Collected data
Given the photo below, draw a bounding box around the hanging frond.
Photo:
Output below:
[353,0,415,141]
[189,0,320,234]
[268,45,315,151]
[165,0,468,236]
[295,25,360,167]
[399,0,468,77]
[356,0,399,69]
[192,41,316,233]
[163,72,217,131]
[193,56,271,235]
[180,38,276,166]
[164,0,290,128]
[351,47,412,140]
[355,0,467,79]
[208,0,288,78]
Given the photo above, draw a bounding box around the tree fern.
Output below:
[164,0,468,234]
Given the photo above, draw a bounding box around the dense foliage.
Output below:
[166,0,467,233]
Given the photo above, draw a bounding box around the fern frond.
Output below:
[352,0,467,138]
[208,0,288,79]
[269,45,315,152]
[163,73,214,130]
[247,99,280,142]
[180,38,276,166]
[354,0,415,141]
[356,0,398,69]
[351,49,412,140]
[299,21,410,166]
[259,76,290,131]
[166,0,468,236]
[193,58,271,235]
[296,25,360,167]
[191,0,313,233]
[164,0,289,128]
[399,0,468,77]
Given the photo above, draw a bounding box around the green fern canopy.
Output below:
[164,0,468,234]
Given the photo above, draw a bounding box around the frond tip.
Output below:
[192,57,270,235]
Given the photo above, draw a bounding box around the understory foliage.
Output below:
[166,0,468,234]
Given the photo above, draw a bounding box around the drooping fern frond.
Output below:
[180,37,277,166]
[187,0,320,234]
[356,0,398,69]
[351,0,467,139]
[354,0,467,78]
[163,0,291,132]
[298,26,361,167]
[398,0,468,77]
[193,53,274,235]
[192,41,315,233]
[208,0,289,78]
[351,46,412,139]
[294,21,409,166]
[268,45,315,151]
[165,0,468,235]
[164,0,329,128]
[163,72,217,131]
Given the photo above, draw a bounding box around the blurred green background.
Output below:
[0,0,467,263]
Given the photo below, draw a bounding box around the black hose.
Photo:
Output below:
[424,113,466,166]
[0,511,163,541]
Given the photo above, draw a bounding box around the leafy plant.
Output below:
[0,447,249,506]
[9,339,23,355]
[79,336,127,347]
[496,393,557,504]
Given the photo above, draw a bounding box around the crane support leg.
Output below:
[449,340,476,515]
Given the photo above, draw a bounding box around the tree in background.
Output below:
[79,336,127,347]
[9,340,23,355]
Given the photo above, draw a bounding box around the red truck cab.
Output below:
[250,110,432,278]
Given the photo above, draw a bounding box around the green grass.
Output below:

## Action item
Write out each line above with the word "frond".

## Final answer
Given the photo below, draw a bounding box around the hanging frond.
Given the photo above, draw a bounding box around the fern frond.
Given the photo above, draw a bounding box around the frond tip.
Given the photo above, draw a bounding box around the drooping fern frond.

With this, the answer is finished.